Assigned task A: From the funnel metrics article below, reproduce the passage that begins at the words "At a first glance, this" and ends after the words "to strong performance.", keeping every word as it appears.
Assigned task B:
Using the funnel metrics article below, decide whether each statement agrees with it. Answer yes or no, and quote the deciding words of the article.
(i) SaaSCo has missed its revenue target for the third straight week.
(ii) The head of growth is described as wearing glasses without lenses.
(iii) The conference room scene takes place on a Friday afternoon.
Assigned task C:
Answer these questions with facts from the funnel metrics article below.
(i) Which three stages is the startup CEO said to have hacked through?
(ii) For which two kinds of businesses is the helpful primer on the customer acquisition funnel intended?
(iii) What age is given for the head of sales?

Excerpt provided:

══════════════════════════════

Managing metrics in your customer acquisition funnel

For a startup CEO that’s hacked through the bushes of idea validation, MVP-building and product-market-fit, one of the next big challenges is naturally how to measure success in customer acquisition.


At a first glance, this is pretty straightforward. Count the number of customers or revenue every week, put them in a deck to show your board, crack open a beer and you're done!


However, the traction chart doesn’t go upwards to the right on its own.  Therefore, the key to building a reliable customer acquisition machine is understanding all of the steps that come before the deal is closed - from the first time that the customer interacts with you all the way through to the point at which they become a customer -- the journey. This is what allows a growing company to identify where user acquisition bottlenecks exist, refine their go-to-market model, and understand what factors lead to strong performance.


At this stage, you should be quite familiar with the concept of a customer acquisition funnel (if not, there's a helpful primer for both B2B and B2C businesses here). So I will dive directly into how to measure success within your funnel. Most importantly I want to help you really be in the driver seat.


Once you discover that measuring outcomes like revenue or customers isn't enough the temptation might be to try and measure everything. After all, data is good!


“Give me my discount rate, average sales price, website visits, click-through-rate, ad spend and rep productivity now!”


The risk here is that you end up in a sea of metrics, and it's tough to draw any real insight out of it. You may be able to relate to the following scene:


Diagnosing a revenue miss - a tragedy in one part


Setting: Conference room, Monday morning, first day of the week after SaaSCo has missed their revenue target for the third straight week.


CEO: “We need to understand why we missed our revenue target last week. Our progress recently has been good, but this is a big setback in our quarterly plan. Where is our head of sales?”  


Head of Sales (mid 40s, stocky, bloodshot eyes) barges bull-like into the room, grunts and scans for victims. Locks eyes on the head of growth (mid 30s, lens-less glasses).

══════════════════════════════

Listed records:
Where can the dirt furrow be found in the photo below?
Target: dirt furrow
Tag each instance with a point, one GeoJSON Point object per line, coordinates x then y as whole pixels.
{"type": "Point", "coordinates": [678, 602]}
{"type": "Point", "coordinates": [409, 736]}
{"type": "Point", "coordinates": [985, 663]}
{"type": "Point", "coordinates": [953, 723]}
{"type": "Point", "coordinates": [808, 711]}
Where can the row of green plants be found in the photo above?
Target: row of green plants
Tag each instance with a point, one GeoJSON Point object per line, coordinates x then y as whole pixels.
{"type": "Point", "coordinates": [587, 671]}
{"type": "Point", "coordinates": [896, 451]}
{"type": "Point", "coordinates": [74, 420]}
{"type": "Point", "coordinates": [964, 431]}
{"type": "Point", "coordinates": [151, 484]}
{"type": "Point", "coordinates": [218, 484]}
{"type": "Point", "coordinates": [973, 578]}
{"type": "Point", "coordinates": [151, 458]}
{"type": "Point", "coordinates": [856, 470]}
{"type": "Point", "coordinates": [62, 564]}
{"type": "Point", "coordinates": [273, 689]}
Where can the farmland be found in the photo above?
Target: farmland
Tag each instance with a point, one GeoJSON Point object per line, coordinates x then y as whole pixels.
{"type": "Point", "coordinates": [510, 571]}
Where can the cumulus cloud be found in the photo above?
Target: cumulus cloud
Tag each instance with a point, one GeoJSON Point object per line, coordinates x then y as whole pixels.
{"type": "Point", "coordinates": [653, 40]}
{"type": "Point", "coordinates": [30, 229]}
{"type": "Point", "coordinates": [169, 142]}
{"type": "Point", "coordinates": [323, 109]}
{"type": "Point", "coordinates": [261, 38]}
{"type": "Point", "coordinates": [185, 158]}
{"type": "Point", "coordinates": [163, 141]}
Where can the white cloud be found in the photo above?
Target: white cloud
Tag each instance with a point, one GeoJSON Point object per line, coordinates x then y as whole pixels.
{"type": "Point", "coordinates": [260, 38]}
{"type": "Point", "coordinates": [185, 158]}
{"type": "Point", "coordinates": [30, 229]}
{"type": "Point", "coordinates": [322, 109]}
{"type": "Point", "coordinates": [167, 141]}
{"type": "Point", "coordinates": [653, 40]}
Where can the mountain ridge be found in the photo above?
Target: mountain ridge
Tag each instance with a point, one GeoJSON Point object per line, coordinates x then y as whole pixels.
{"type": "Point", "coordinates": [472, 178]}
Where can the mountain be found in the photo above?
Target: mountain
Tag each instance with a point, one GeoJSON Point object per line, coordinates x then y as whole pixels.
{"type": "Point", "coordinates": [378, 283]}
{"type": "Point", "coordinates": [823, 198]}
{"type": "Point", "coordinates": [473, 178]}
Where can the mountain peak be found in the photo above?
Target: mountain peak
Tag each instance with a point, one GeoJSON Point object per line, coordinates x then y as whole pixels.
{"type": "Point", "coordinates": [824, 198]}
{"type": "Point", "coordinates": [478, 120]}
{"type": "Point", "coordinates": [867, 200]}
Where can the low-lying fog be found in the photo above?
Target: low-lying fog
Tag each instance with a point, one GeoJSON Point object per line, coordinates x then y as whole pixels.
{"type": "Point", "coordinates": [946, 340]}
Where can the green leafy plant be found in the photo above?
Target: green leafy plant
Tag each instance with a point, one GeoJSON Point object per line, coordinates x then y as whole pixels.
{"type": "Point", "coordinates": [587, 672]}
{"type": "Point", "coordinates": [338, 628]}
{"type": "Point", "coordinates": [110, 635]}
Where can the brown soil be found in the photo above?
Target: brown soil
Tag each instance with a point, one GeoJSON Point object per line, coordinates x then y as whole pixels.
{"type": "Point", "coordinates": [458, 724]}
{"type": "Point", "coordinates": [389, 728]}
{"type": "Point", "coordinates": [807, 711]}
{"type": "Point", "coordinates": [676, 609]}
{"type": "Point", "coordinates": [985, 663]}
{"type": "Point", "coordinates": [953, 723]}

══════════════════════════════

Answer A:
At a first glance, this is pretty straightforward. Count the number of customers or revenue every week, put them in a deck to show your board, crack open a beer and you're done!


However, the traction chart doesn’t go upwards to the right on its own.  Therefore, the key to building a reliable customer acquisition machine is understanding all of the steps that come before the deal is closed - from the first time that the customer interacts with you all the way through to the point at which they become a customer -- the journey. This is what allows a growing company to identify where user acquisition bottlenecks exist, refine their go-to-market model, and understand what factors lead to strong performance.

Answer B:
(i) Yes: "SaaSCo has missed their revenue target for the third straight week."
(ii) Yes: "head of growth (mid 30s, lens-less glasses)"
(iii) No: "Conference room, Monday morning"

Answer C:
(i) Idea validation, MVP-building and product-market-fit
(ii) B2B and B2C businesses
(iii) Mid 40s